▸ What is required
Please find each line in the material below that contains the word "person", and copy those lines out. Case counts when matching.

[Source records]
** BEGIN **
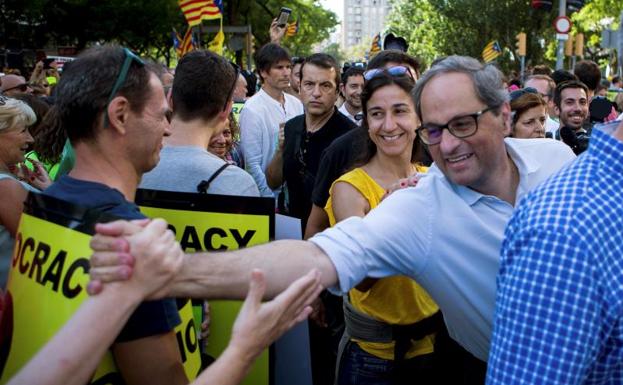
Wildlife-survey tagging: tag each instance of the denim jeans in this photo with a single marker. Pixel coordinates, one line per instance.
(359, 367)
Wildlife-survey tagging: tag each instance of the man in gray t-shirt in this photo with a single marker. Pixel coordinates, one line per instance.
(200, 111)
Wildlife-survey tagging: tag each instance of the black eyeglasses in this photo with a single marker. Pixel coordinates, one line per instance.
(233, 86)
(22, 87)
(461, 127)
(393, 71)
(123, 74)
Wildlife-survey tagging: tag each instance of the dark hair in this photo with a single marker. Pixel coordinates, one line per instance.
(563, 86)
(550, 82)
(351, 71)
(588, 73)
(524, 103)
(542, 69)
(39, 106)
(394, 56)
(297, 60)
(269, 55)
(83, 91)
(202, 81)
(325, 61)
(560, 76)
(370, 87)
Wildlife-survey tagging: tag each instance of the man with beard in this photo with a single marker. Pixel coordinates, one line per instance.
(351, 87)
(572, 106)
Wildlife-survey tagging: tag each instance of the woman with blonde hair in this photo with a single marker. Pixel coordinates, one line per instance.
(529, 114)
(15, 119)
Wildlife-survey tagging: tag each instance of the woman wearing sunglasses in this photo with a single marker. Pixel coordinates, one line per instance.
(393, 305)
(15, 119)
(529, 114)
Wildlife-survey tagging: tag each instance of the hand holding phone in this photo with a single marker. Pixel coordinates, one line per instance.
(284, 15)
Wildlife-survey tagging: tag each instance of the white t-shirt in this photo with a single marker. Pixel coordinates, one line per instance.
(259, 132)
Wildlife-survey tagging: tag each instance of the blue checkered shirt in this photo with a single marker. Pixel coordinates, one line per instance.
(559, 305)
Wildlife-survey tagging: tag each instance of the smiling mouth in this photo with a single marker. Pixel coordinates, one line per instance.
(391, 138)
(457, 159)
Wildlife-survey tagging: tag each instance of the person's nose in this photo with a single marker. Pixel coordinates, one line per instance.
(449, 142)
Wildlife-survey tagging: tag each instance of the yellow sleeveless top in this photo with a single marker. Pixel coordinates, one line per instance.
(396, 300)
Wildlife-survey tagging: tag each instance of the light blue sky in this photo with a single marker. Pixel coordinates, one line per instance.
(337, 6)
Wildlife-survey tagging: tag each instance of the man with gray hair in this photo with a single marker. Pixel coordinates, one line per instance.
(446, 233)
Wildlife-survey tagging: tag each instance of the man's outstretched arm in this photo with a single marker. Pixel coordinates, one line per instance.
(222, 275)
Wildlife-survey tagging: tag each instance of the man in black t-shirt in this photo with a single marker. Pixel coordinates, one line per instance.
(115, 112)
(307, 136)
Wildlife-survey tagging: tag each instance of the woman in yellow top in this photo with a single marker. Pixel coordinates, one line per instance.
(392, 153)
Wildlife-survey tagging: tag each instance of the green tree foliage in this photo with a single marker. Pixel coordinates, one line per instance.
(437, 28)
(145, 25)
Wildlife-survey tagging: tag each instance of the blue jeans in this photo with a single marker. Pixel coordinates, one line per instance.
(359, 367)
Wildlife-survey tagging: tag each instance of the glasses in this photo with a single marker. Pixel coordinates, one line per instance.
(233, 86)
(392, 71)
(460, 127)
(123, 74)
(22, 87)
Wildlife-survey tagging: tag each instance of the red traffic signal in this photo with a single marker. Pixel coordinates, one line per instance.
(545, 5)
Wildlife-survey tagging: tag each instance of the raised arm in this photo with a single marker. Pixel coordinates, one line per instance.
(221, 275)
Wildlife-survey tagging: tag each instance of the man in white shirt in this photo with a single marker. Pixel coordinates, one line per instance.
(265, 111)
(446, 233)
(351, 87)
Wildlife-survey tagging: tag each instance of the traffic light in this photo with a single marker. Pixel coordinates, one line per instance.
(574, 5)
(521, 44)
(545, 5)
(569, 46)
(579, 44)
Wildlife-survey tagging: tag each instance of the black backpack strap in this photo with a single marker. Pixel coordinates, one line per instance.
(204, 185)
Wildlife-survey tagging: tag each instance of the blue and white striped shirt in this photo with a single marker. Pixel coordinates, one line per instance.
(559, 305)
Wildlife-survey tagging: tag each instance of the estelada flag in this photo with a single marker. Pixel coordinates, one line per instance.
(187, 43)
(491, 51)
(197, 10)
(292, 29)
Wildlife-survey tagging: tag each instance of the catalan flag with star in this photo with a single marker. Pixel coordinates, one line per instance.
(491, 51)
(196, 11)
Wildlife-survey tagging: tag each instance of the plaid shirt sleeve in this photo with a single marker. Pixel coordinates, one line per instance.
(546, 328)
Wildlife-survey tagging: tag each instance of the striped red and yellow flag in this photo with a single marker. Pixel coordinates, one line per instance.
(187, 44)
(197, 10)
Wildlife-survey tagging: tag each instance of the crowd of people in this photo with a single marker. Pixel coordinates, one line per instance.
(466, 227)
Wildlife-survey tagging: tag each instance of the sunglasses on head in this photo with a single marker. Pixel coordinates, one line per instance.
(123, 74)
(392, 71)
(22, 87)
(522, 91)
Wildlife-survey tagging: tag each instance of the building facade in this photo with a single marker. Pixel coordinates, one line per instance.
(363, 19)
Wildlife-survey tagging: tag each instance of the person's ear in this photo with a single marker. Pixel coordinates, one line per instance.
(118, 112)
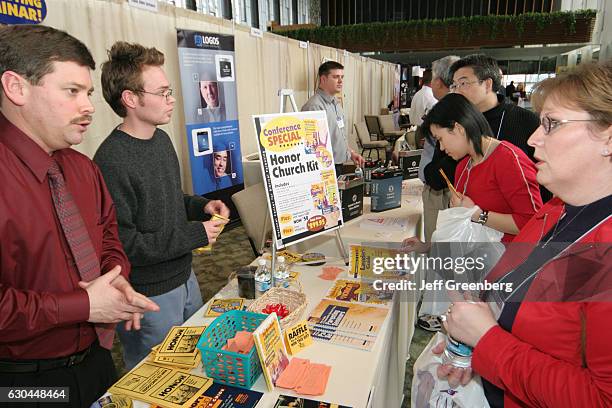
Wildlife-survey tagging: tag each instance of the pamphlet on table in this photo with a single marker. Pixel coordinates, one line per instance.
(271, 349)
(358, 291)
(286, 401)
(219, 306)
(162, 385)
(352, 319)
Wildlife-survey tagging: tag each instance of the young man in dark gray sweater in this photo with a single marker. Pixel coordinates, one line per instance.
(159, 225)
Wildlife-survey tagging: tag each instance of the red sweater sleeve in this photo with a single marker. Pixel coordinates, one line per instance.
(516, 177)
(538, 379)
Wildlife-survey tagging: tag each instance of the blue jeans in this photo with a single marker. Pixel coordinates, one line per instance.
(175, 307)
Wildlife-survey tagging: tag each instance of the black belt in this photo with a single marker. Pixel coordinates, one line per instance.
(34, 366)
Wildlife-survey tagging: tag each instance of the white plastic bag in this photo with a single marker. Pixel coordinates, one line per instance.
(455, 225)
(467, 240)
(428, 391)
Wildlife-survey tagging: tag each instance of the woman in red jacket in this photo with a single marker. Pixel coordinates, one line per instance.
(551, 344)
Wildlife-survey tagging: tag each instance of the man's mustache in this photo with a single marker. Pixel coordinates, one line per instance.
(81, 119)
** END **
** BEGIN **
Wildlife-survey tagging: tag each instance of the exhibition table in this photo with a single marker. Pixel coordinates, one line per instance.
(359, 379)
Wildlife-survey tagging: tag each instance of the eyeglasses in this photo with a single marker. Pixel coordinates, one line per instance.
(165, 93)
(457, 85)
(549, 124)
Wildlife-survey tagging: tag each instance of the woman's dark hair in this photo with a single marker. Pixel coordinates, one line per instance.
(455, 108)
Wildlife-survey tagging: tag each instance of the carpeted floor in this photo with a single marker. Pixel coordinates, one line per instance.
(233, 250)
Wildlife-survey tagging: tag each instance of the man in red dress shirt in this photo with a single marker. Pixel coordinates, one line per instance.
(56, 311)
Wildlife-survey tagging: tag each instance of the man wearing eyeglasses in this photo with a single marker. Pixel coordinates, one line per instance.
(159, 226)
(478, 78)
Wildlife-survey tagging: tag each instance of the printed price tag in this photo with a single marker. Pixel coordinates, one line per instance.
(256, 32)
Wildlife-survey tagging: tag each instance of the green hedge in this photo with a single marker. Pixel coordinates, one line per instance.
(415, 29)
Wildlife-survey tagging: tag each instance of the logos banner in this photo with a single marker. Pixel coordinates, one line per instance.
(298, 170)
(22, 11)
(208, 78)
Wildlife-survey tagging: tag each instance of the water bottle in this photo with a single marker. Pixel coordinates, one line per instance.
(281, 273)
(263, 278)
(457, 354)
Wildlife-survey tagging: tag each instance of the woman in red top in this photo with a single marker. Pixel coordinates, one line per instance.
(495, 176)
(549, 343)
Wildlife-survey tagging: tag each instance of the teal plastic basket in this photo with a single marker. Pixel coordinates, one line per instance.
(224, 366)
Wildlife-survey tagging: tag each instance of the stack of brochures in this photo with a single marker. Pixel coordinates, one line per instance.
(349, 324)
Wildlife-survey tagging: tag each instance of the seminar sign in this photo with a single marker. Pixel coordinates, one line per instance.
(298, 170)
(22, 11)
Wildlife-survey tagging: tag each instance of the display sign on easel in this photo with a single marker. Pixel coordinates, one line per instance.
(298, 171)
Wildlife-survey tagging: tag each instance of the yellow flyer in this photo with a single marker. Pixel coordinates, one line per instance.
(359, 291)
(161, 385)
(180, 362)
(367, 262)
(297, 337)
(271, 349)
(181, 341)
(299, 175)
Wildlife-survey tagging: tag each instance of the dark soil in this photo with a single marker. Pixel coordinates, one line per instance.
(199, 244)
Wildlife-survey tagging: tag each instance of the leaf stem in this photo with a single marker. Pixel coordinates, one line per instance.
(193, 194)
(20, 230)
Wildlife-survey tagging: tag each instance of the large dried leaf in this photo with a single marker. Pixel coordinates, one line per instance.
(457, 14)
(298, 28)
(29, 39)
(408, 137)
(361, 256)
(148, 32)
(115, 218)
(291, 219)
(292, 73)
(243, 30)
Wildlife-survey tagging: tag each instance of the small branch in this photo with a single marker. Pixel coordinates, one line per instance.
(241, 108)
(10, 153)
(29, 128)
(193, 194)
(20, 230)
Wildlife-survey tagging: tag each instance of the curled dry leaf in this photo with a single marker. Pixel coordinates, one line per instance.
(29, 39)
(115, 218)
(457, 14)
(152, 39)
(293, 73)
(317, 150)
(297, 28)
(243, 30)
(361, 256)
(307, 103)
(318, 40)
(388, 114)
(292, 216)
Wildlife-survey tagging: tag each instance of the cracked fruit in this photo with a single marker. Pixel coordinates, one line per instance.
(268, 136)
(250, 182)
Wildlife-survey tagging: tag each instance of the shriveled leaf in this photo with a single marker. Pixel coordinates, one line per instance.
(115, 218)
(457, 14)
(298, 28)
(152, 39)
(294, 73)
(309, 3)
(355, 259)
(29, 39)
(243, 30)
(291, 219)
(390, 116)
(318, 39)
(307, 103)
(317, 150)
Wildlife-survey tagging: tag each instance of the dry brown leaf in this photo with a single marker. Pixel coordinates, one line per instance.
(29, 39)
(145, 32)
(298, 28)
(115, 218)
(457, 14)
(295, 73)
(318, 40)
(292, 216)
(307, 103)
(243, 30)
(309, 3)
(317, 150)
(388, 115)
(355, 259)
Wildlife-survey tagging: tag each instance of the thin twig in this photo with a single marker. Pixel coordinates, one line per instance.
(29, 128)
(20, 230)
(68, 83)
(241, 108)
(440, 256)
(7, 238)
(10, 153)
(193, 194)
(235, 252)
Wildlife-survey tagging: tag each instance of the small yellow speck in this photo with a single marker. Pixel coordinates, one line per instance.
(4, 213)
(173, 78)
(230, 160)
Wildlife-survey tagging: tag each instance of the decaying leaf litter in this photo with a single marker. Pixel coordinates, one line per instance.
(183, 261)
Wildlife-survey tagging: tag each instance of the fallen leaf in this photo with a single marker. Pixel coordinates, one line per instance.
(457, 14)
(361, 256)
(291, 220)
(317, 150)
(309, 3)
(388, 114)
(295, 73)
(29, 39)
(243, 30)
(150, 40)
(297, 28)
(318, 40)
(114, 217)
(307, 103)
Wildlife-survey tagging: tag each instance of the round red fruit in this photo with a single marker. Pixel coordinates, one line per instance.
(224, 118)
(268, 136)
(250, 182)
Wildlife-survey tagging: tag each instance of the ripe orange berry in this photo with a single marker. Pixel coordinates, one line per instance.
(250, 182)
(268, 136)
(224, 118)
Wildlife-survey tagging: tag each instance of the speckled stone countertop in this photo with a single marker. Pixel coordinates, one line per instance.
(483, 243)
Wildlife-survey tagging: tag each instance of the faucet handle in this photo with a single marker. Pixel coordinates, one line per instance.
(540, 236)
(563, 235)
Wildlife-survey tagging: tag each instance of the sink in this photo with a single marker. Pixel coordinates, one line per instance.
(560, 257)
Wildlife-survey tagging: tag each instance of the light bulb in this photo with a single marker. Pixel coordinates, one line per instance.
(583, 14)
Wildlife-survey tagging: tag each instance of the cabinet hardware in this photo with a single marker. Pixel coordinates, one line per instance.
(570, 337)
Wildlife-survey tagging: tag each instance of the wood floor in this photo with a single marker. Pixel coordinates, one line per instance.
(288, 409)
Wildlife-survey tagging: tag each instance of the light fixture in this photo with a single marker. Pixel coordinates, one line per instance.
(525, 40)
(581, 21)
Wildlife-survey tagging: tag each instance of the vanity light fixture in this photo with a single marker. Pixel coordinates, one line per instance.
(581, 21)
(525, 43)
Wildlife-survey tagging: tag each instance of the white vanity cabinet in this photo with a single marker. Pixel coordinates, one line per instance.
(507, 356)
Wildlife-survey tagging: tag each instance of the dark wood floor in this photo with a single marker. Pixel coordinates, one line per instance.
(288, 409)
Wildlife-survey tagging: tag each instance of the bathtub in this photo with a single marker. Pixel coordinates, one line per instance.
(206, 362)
** END **
▸ Solution to the exercise
Wildlife-survey tagging: tag each instance of the person's nose in this photo with a single marker. Pixel coordinates, one line per instance.
Wildlife-survey tagging: tag each instance of the person's ear in this photo with a single marker. Pixel coordinates, one line per instance.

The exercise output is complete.